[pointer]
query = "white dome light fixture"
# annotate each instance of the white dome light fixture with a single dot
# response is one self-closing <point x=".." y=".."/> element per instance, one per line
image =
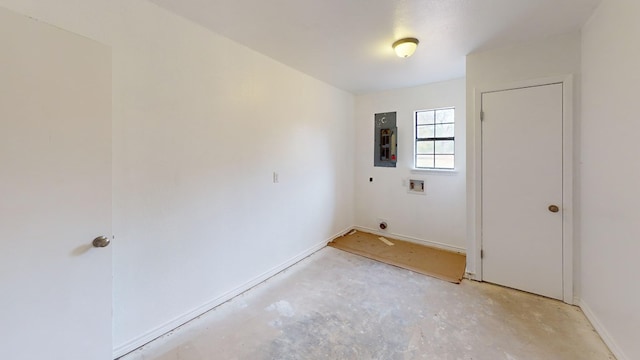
<point x="405" y="47"/>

■ ■ ■ ■ ■

What is required:
Quote the listing above word for word, omitting the picture.

Exercise result:
[pointer]
query = "white dome light fixture"
# annotate each instance of the white dome light fixture with a single dot
# response is one self-closing <point x=".." y=".."/> element per instance, one per line
image =
<point x="405" y="47"/>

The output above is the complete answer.